WHAT YOU ARE ASKED TO DO :: Render each line of the material below as a JSON list of strings, one string per line, omitting blank lines. Leave out the pictures.

SOURCE RECORDS ::
** START **
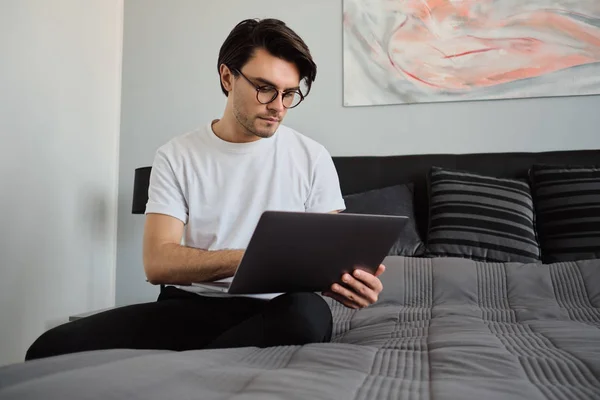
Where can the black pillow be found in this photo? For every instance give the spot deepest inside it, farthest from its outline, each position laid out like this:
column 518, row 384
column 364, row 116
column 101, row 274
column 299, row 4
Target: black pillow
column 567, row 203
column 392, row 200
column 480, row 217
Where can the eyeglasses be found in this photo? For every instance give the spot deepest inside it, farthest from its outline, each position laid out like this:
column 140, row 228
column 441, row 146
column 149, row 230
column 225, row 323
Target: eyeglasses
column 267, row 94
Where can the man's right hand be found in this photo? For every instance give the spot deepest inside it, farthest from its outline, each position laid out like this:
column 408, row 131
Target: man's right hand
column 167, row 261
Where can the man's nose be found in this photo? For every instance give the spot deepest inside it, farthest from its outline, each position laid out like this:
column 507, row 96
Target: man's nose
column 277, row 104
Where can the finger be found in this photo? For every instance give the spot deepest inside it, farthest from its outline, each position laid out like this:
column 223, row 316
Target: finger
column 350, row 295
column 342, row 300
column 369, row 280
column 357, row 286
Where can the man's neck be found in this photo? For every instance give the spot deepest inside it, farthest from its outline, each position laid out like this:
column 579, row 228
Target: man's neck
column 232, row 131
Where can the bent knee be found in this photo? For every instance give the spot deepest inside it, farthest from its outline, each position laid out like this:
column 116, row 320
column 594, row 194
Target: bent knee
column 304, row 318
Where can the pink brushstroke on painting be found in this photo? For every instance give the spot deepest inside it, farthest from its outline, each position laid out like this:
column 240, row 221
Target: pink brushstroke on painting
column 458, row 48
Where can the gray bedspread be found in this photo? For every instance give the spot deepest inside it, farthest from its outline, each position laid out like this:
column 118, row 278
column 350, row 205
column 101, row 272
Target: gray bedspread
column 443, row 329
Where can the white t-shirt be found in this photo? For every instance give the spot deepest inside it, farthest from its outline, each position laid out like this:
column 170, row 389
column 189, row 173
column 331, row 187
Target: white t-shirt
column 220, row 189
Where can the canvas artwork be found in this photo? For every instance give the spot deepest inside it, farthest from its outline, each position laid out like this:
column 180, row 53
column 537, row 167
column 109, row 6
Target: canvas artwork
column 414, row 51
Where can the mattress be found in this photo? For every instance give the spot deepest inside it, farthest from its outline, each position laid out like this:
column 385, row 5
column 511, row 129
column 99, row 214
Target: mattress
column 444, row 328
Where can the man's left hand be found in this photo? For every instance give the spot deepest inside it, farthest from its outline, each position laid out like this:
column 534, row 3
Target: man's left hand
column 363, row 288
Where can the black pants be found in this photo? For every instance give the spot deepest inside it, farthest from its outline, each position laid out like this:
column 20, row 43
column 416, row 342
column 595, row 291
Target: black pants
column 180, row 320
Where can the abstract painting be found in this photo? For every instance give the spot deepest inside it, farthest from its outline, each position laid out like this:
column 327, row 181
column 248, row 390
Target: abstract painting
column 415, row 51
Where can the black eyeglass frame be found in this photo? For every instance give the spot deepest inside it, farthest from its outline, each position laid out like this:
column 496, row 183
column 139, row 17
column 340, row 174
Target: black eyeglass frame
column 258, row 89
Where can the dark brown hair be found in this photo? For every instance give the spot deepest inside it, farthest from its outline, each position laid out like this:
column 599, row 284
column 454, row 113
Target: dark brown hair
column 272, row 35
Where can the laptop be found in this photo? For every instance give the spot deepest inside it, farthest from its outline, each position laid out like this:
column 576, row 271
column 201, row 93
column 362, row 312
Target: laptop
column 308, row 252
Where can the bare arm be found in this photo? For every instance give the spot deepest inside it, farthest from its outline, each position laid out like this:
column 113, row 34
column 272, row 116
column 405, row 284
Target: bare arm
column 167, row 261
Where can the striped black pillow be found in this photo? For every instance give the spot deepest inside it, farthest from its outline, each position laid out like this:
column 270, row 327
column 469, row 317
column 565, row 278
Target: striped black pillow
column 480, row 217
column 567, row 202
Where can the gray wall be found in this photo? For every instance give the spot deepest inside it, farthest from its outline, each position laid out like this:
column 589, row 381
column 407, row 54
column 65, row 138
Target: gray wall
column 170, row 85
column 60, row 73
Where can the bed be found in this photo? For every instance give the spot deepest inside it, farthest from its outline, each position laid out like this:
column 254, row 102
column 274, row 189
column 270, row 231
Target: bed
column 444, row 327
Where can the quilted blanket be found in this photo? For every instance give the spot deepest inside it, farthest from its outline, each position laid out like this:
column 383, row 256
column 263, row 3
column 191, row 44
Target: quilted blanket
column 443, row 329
** END **
FULL ANSWER ::
[
  "Where can the black pillow be found in this photo? For every instance give the spot deepest inside it, farthest from its outline, each position laid out like this:",
  "column 518, row 384",
  "column 364, row 116",
  "column 101, row 274",
  "column 299, row 4",
  "Target: black pillow",
  "column 567, row 203",
  "column 392, row 200",
  "column 480, row 217",
  "Where can the eyeglasses be found in this photo? For every instance give the spot deepest inside it, farthest from its outline, each position laid out like this:",
  "column 140, row 228",
  "column 441, row 146",
  "column 149, row 230",
  "column 225, row 323",
  "Target: eyeglasses",
  "column 267, row 94",
  "Where can the man's right hand be found in this photo? For every instance give the spot deepest inside it, farthest from its outline, each position laid out like this:",
  "column 408, row 131",
  "Target: man's right hand",
  "column 167, row 261",
  "Where can the man's nose be found in this photo? For every instance give the spot deepest inside it, farthest from its outline, each position laid out like this:",
  "column 507, row 96",
  "Target: man's nose",
  "column 277, row 104",
  "Where can the finger be found in this photo? For every instance give the spot deepest inside it, farthest from its outline, each position laid out like this:",
  "column 223, row 316",
  "Target: finger",
  "column 350, row 295",
  "column 342, row 300",
  "column 369, row 280",
  "column 357, row 286",
  "Where can the man's neck be found in this photo? For every instance give the spot deepest inside it, farthest from its outline, each position laid out like this:",
  "column 579, row 228",
  "Target: man's neck",
  "column 232, row 131",
  "Where can the bent knee be found in this photo? For every instance give the spot deepest inside it, farthest from its outline, each position laid out like this:",
  "column 116, row 320",
  "column 594, row 194",
  "Target: bent knee",
  "column 304, row 318",
  "Where can the pink brushstroke on painting be found in this photo? For every instance give the spot deepest inside it, farthest from its outline, each position laid out like this:",
  "column 240, row 221",
  "Target: pink brushstroke on painting",
  "column 458, row 48",
  "Where can the gray bedspread be found in this photo? For every instance give the spot deepest inside it, farthest from its outline, each position laid out like this:",
  "column 118, row 278",
  "column 350, row 205",
  "column 101, row 272",
  "Target: gray bedspread",
  "column 443, row 329",
  "Where can the white t-shirt be found in this photo? For every instance give the spot deepest inside it, farthest from its outline, each position laid out like this:",
  "column 170, row 389",
  "column 189, row 173",
  "column 331, row 187",
  "Target: white t-shirt",
  "column 220, row 189",
  "Where can the canvas artwork be found in this photo? For every instance give the spot deepest inside it, farthest from its outline, each position laid out like this:",
  "column 180, row 53",
  "column 537, row 167",
  "column 109, row 6",
  "Target: canvas artwork",
  "column 414, row 51",
  "Where can the mattress be found in this photo? For every instance give the spot deepest inside it, farthest from its outline, each position laid out like this:",
  "column 385, row 5",
  "column 511, row 129",
  "column 99, row 214",
  "Target: mattress",
  "column 444, row 328",
  "Where can the man's left hand be found in this photo? For every instance give the spot deepest inside it, farthest from its outline, each position laid out like this:",
  "column 534, row 3",
  "Target: man's left hand",
  "column 363, row 288",
  "Where can the black pants be found in this photo? For every instance give the spot deepest inside it, farthest from its outline, each position laid out like this:",
  "column 20, row 43",
  "column 416, row 342",
  "column 595, row 291",
  "Target: black pants",
  "column 180, row 320",
  "Where can the abstract painting be found in this photo? For every instance give the spot deepest inside it, farthest from its outline, each position laid out like this:",
  "column 327, row 181",
  "column 248, row 390",
  "Target: abstract painting",
  "column 415, row 51",
  "Where can the black eyeglass frame be found in this photo? For every instance give the spot deepest inside it, farthest from its outline, each position laid out like this:",
  "column 496, row 183",
  "column 139, row 17",
  "column 340, row 174",
  "Target: black eyeglass frame",
  "column 258, row 89",
  "Where can the dark brown hair be found in this photo? For every instance give the spot deepest inside it, farthest from its outline, each position laid out like this:",
  "column 599, row 284",
  "column 454, row 113",
  "Target: dark brown hair",
  "column 272, row 35",
  "Where can the laptop be found in this photo? For every instance give the spot deepest inside it, farthest from its outline, each position laid out like this:",
  "column 576, row 271",
  "column 201, row 93",
  "column 362, row 312",
  "Target: laptop",
  "column 308, row 252",
  "Where can the bare arm be found in this photo? For every instance give the spot deepest inside it, farthest from its outline, each position laid out like this:",
  "column 113, row 34",
  "column 272, row 116",
  "column 405, row 284",
  "Target: bare arm",
  "column 167, row 261",
  "Where can the striped black pillow be found in this photo? For every instance give the spot deepest inside it, farthest from its outline, each position laid out like this:",
  "column 270, row 327",
  "column 469, row 317",
  "column 565, row 278",
  "Target: striped black pillow",
  "column 480, row 217",
  "column 567, row 202",
  "Where can the gray wall be found in this photo? For every instance give the spot deepest inside it, farthest from its outline, each position laid out like this:",
  "column 589, row 381",
  "column 407, row 54",
  "column 65, row 138",
  "Target: gray wall",
  "column 170, row 85",
  "column 60, row 73",
  "Where can the bed be found in this photo? For every instance give the spot deepest inside it, farthest from its outline, each position laid out like this:",
  "column 254, row 102",
  "column 274, row 189",
  "column 270, row 231",
  "Target: bed",
  "column 444, row 327",
  "Where can the quilted blanket be found in this photo? For every instance give the spot deepest inside it, farthest from its outline, each position laid out like this:",
  "column 383, row 256",
  "column 263, row 3",
  "column 191, row 44",
  "Target: quilted blanket",
  "column 443, row 329"
]